**Written task**
Collect every line in the listing below that contains the string "woman".
........
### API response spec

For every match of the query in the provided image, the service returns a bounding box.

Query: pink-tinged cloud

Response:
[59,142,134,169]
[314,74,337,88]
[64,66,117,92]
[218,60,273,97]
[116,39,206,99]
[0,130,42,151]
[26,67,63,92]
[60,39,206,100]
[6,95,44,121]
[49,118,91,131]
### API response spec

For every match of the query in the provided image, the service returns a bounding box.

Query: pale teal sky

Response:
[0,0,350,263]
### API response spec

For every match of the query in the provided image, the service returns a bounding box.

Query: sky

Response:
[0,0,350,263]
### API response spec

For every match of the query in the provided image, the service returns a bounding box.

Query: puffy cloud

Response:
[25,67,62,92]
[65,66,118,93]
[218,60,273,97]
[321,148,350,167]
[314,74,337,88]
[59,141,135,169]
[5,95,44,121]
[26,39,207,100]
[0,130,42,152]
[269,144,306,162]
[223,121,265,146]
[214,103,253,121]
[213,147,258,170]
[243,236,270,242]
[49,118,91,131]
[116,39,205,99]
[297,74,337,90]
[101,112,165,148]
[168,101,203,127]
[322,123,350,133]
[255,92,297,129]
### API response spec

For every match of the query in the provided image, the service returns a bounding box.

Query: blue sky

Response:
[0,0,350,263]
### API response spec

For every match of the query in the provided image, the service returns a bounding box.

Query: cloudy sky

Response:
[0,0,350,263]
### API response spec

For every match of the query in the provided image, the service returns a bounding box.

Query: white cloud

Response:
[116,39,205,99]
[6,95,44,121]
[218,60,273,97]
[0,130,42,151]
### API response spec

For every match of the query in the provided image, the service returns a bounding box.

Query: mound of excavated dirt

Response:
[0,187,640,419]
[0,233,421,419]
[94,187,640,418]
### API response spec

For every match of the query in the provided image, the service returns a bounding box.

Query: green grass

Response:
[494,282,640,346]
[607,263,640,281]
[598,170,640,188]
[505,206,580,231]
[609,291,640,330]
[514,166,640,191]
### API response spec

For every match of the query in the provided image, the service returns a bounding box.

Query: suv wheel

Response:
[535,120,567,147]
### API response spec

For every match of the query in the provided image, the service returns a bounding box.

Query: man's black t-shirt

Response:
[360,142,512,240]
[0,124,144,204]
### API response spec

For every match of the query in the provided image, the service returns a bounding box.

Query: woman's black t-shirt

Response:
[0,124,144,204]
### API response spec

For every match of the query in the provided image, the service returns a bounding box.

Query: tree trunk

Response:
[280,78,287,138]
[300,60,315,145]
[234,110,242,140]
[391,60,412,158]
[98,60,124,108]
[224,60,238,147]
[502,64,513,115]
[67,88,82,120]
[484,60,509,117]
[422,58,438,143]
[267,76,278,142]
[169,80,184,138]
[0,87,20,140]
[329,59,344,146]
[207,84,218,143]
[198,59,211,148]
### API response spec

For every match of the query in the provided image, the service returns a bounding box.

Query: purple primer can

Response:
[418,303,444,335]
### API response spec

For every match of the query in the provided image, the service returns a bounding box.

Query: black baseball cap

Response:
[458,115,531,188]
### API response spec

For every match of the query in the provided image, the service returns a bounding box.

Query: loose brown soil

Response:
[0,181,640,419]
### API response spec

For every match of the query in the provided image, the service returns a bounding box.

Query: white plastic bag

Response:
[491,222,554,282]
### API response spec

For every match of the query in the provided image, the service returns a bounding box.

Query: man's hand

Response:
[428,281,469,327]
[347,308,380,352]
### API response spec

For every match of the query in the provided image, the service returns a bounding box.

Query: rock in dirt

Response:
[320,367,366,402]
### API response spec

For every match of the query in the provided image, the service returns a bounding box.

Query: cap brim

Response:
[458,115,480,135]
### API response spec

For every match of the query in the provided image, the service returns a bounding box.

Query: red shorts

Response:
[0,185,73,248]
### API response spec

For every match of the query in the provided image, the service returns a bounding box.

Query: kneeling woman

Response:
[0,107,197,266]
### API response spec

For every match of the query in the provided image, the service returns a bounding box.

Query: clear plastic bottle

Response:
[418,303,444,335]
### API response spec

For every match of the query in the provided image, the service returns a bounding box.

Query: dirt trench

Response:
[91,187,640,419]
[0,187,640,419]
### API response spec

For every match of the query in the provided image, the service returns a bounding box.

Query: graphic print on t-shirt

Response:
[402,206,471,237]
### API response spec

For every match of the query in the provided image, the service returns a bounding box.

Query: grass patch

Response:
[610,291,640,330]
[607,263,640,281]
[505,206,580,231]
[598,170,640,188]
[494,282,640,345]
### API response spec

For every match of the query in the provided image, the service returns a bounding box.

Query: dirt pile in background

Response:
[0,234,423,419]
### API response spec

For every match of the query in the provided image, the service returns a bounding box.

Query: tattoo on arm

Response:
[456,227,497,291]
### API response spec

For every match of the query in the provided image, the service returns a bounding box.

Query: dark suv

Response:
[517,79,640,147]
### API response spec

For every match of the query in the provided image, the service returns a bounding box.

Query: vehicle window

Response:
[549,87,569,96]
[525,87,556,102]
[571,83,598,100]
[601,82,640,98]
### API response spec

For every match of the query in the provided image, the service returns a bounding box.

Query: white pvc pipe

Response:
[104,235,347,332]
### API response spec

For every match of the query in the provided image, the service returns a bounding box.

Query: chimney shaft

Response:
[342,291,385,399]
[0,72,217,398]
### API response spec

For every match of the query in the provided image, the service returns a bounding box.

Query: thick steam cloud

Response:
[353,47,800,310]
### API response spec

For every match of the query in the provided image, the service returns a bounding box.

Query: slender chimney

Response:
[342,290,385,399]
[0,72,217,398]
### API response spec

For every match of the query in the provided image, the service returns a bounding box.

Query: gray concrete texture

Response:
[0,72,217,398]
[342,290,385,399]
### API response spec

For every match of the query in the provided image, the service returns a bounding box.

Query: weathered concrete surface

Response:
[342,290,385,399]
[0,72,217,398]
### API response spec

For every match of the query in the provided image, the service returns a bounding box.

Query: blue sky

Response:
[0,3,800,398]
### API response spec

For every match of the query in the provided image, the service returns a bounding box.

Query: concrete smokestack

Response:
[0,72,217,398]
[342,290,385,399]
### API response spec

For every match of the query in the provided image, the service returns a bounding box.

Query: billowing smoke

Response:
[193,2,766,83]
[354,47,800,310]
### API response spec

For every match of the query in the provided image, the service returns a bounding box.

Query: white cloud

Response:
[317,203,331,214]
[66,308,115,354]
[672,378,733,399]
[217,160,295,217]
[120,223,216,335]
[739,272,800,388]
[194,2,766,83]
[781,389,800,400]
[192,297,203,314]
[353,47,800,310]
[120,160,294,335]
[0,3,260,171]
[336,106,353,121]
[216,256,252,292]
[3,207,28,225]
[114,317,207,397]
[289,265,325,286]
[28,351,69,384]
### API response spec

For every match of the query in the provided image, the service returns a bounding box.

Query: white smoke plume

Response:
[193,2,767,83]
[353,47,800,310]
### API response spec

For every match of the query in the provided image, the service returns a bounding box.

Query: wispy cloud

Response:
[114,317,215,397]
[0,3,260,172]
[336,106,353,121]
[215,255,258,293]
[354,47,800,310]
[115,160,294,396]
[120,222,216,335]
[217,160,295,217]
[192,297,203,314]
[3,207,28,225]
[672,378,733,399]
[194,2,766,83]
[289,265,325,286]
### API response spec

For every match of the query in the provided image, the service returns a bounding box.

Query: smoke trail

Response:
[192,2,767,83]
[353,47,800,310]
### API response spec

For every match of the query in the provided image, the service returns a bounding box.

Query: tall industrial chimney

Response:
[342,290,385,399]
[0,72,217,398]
........
**Written solution**
Query: woman's black t-shirt
Query: kneeling woman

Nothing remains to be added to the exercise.